Filed under: Communication
If you find yourself at odds with those around you more than you’d like, think about bolstering your communication skills. Communication is a key skill in all relationships, and half of this skill is knowing how to listen. “Active listening” lets your loved one, friends, and associates know that you heard them and understand their perspective. Active listening happens when the listener—you—takes part in the conversation, not just listens. Here’s how you do it:
- Repeat back to the other person the gist of what he or she just said.
- Reflect the other person’s feelings; that is, recognize out loud that you understand how he or she feels
- If you need clarification, ask for it in a gentle way.
- Show interest and curiosity in what the other person is saying.
To see what this might look like, watch this video from the Kansas National Guard about active and constructive communication. FOCUS has a handout on “Effective Communication Skills” that further describes this skill.
Deployment can be a challenge for couples, but it can also be a time of potential growth for a relationship. Questions invariably arise such as, “How much should I share with my partner? How often can we talk?” Some couples easily develop a dynamic that works for them; for others, the feeling of closeness is hard to hold on to when one partner is far away. Whether it’s your first deployment or you’re a seasoned veteran, here are some tips you can add to your deployment arsenal:
- Balance talk of "everyday" things with more-intimate conversations about deeper feelings and meaning.

→ Written task 1:
Please duplicate the part of the records that opens with the line containing "Identify each instance of the yellow chevron" and closes with the final line of the records, with every line unchanged.

→ Information shown:
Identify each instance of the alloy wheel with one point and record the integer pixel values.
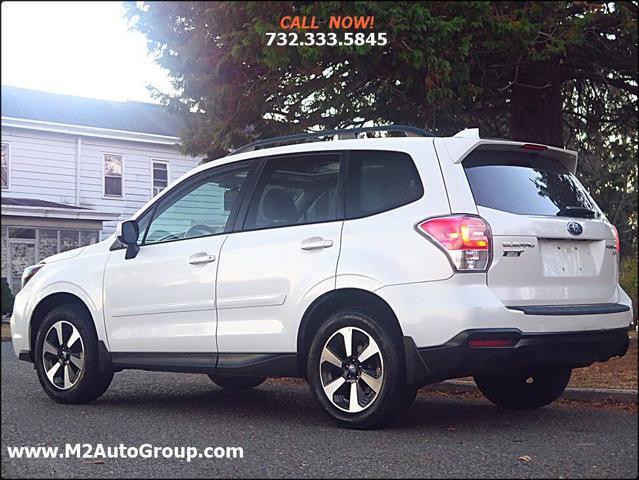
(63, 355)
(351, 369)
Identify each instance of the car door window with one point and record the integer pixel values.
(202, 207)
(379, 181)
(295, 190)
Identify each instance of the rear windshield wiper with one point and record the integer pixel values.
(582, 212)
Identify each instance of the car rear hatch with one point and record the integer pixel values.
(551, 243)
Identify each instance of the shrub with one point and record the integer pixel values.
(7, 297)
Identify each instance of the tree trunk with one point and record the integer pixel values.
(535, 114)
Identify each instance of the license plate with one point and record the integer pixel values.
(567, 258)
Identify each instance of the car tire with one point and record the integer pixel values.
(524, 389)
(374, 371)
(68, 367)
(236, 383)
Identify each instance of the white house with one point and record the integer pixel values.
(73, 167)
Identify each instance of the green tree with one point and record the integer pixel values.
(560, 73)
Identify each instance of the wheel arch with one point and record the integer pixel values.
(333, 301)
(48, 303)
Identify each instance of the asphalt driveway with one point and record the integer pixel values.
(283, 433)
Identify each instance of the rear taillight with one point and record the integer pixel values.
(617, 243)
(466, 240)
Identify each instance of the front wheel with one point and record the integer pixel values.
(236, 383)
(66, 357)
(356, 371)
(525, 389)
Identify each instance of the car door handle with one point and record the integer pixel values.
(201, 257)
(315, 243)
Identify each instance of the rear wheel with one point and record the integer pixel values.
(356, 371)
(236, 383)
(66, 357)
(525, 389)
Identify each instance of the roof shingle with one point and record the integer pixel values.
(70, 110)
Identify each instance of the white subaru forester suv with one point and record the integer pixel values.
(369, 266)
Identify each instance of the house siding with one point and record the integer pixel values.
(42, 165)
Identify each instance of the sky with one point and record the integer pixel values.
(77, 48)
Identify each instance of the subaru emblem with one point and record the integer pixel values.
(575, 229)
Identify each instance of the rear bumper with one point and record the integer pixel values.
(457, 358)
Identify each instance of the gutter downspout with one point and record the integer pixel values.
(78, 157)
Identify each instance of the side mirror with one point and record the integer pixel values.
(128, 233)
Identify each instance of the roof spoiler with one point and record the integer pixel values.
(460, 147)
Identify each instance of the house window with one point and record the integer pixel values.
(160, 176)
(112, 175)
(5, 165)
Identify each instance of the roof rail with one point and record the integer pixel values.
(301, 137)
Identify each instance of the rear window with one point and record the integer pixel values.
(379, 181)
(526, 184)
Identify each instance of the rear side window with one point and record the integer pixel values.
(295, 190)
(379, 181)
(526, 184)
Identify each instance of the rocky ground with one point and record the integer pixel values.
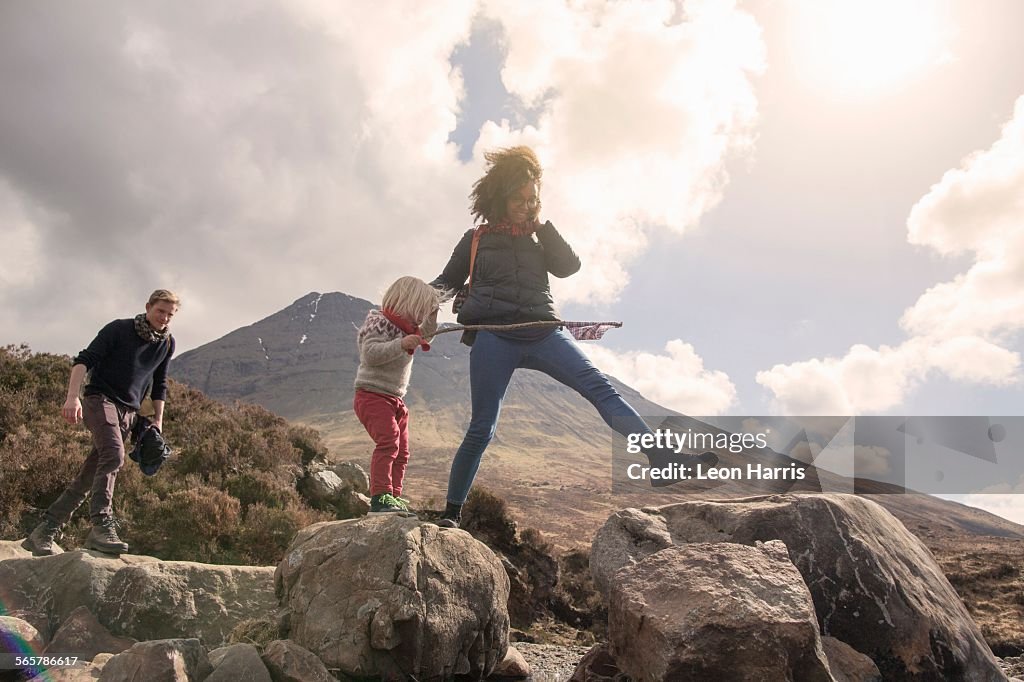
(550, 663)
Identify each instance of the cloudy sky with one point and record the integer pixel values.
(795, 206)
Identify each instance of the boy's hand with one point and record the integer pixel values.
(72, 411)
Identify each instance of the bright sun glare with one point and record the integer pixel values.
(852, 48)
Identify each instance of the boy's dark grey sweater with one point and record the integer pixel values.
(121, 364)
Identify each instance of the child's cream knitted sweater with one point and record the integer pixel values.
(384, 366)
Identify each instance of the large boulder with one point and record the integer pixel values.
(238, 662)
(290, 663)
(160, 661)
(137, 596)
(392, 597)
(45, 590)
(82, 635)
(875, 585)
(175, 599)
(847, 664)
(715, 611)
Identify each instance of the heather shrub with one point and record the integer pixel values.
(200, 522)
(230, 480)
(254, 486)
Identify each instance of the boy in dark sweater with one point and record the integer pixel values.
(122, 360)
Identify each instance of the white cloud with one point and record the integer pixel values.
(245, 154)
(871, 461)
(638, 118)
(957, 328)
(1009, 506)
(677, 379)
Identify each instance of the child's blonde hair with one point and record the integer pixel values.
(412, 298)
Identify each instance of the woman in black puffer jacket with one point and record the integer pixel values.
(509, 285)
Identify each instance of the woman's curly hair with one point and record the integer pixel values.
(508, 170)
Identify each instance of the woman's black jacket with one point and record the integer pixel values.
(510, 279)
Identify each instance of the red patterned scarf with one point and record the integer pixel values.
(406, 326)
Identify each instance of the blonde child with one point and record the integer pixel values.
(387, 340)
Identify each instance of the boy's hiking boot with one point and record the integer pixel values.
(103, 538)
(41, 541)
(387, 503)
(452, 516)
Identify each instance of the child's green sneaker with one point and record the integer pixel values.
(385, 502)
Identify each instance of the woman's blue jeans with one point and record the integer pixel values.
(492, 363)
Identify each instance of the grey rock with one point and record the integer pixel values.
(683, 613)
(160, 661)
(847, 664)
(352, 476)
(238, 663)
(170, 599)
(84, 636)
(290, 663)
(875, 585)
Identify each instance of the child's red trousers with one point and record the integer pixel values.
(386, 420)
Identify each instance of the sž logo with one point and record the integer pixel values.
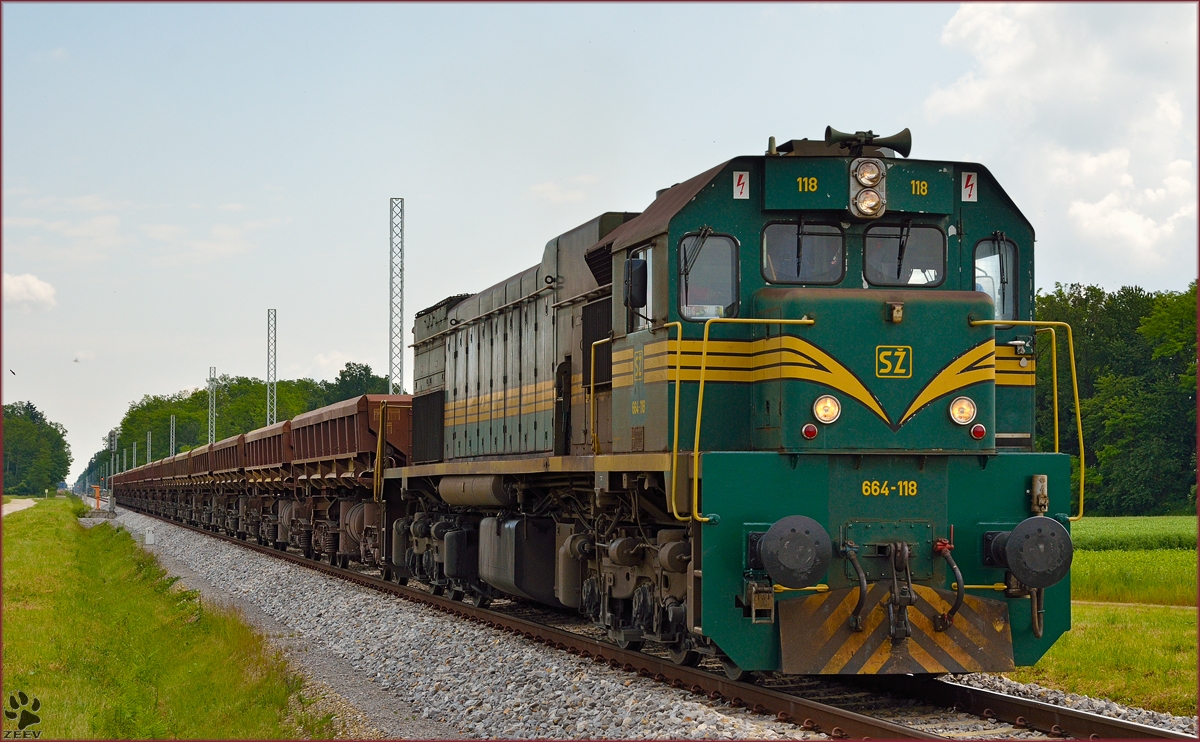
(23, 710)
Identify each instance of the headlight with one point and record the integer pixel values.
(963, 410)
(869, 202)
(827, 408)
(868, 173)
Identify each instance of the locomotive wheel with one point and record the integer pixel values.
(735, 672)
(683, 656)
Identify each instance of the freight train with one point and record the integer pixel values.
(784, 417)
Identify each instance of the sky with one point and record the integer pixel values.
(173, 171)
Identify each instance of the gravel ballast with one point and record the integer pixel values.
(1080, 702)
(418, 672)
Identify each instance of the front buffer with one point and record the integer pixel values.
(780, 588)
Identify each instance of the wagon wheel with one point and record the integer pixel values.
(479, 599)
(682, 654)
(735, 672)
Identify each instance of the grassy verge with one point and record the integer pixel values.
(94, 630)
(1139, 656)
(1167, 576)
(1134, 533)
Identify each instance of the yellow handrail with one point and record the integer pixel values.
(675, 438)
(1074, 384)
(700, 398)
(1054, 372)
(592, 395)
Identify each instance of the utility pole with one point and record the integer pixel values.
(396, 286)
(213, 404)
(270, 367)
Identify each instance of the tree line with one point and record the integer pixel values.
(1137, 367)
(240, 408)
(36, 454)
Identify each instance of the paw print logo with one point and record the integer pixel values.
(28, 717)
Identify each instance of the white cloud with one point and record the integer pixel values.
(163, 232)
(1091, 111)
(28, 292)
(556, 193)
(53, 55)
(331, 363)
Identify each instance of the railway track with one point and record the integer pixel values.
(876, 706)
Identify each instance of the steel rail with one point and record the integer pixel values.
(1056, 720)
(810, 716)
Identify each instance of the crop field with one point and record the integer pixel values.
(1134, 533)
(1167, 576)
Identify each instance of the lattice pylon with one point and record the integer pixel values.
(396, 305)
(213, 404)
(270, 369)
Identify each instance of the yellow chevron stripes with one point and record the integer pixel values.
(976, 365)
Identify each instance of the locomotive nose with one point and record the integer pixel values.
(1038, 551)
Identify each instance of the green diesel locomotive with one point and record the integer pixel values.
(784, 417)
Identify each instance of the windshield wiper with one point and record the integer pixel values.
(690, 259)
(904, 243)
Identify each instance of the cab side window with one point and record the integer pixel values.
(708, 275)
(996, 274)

→ Written task 2:
Set down, word for word, the part of the communication passage that opens with the words containing "To see what" and closes with "feelings and meaning.".

→ Written answer 1:
Identify each instance of the yellow chevron stripes with one point and record the integer pixel values.
(976, 365)
Identify each instance of the locomotive nose with one point and record the integer pixel values.
(1038, 551)
Identify each instance of the green diesel locomotive with one point and record the integer pixel values.
(784, 417)
Identify each instance of the windshield wiper with one point and record the integer pixel values.
(690, 259)
(904, 243)
Identify each instance of the cab side window with one point and record the integer pixel values.
(708, 275)
(996, 274)

→ Written answer 2:
To see what this might look like, watch this video from the Kansas National Guard about active and constructive communication. FOCUS has a handout on “Effective Communication Skills” that further describes this skill.
Deployment can be a challenge for couples, but it can also be a time of potential growth for a relationship. Questions invariably arise such as, “How much should I share with my partner? How often can we talk?” Some couples easily develop a dynamic that works for them; for others, the feeling of closeness is hard to hold on to when one partner is far away. Whether it’s your first deployment or you’re a seasoned veteran, here are some tips you can add to your deployment arsenal:
- Balance talk of "everyday" things with more-intimate conversations about deeper feelings and meaning.